>> Begin The records
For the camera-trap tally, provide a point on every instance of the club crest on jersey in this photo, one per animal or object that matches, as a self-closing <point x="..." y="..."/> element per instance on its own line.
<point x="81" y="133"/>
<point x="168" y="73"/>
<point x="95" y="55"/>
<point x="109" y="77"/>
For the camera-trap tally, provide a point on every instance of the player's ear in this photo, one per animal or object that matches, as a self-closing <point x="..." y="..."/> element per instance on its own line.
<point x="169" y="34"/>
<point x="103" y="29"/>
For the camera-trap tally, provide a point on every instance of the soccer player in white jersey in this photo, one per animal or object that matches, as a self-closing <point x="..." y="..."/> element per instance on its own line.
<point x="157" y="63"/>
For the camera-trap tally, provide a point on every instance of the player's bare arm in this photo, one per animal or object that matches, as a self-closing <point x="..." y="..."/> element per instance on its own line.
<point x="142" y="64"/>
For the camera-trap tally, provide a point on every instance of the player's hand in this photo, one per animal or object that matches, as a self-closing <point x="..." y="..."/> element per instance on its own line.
>> End The records
Stated exercise — Copy every one of the records above word for word, keeping each line the same and in the same order.

Exercise solution —
For the camera-trap tally, provide a point on every instance of the club crest on jersey in this photo, one per animal or object that matches, as a self-closing <point x="..." y="..."/> element per instance on its own line.
<point x="81" y="133"/>
<point x="168" y="73"/>
<point x="95" y="55"/>
<point x="109" y="77"/>
For the camera-trap tally, provide a point on every instance of the player's ear in this photo, one per animal or object that matches, as a self-closing <point x="..." y="..."/> element per instance on its own line.
<point x="169" y="34"/>
<point x="103" y="29"/>
For the camera-trap tally, provide a point on every instance of the soccer player in white jersey in this photo, one per animal or object that matches, as a self-closing <point x="..." y="..."/> element per instance on its own line.
<point x="157" y="63"/>
For the camera-trap tally, provide a point on every instance of the player's bare arm in this photo, one per animal or object that matches, as a self-closing <point x="..." y="..."/> element per instance on its own line.
<point x="142" y="64"/>
For the camera-trap tally, provide a point on every instance of the player's hand in this photo, one per animal or object that matches, as a self-closing <point x="..." y="..."/> element per instance on its own line.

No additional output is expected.